EXERCISE BRIEF
Copy out everything in the rows below from the line containing "One point marks each instance of the stone spire." down to the line containing "One point marks each instance of the shrub.", including both of those lines, without any change.

--- INPUT DATA ---

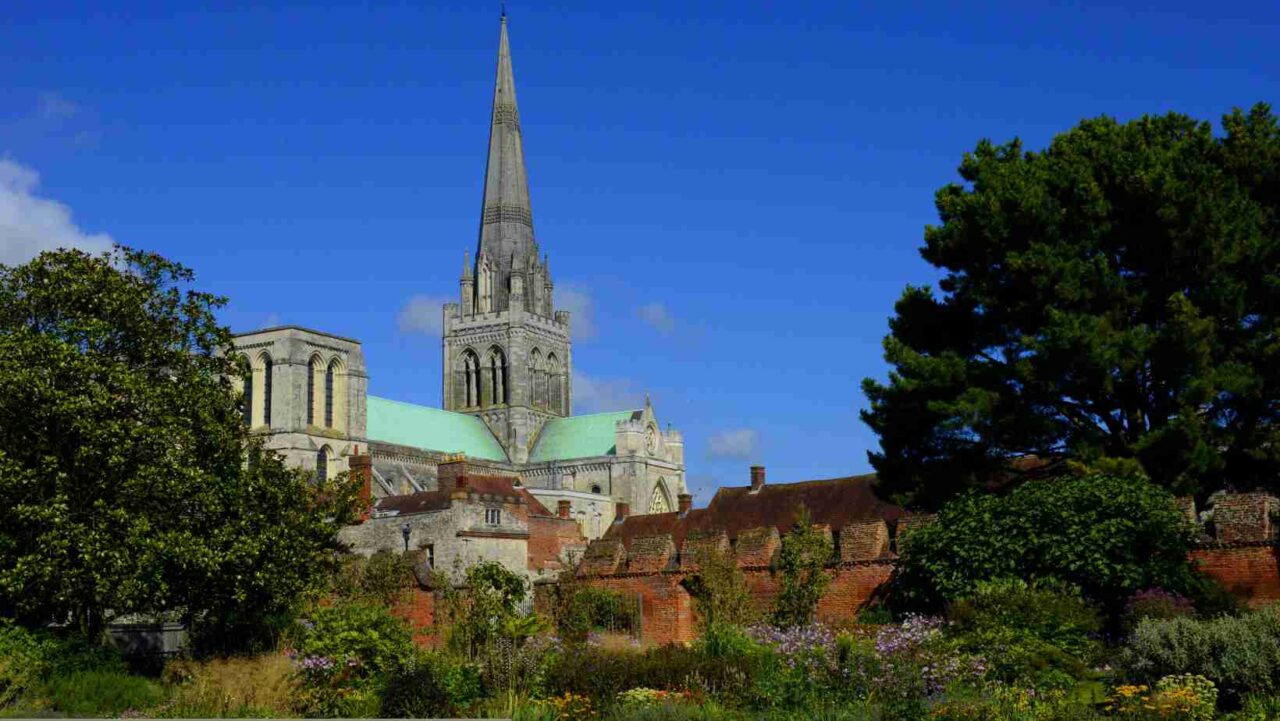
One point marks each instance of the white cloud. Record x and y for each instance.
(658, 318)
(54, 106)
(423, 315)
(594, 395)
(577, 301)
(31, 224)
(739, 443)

---
--- INPUT DATA ---

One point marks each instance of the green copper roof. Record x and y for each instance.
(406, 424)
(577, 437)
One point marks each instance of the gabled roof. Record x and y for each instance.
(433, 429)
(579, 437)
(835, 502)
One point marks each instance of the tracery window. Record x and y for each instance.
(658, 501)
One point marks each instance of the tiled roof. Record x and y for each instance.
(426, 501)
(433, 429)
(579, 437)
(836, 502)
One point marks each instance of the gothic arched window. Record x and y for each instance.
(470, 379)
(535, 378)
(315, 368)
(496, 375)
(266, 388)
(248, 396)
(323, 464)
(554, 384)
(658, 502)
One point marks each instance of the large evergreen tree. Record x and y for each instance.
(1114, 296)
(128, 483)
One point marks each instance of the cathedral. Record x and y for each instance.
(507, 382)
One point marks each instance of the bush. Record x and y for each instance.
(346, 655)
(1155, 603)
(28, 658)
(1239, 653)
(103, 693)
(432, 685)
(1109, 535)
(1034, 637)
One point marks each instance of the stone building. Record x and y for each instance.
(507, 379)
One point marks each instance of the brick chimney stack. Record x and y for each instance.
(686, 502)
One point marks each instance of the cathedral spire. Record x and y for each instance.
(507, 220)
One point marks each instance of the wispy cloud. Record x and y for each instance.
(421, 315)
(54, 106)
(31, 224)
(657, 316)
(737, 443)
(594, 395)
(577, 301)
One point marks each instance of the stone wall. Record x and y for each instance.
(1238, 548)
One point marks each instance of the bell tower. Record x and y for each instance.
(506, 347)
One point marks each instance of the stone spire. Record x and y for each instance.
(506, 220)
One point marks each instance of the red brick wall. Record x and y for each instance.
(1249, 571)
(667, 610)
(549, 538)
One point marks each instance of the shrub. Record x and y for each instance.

---
--- INPUT DATA ---

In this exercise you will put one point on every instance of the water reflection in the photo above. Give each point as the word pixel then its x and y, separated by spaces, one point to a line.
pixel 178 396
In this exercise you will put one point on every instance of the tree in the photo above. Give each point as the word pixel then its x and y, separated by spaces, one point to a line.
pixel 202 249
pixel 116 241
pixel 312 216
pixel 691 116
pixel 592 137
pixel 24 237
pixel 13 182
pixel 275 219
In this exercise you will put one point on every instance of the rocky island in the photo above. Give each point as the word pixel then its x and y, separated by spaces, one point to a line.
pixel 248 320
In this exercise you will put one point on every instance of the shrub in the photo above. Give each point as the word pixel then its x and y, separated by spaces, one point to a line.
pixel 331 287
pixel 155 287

---

SOLUTION TO THIS EXERCISE
One point marks each instance of the stone spire. Record x and y for each instance.
(506, 220)
One point marks each instance of the red brick wall. Record x and y for each instance.
(1249, 571)
(667, 610)
(549, 538)
One point marks each instance of the shrub. Record x and y for each instance.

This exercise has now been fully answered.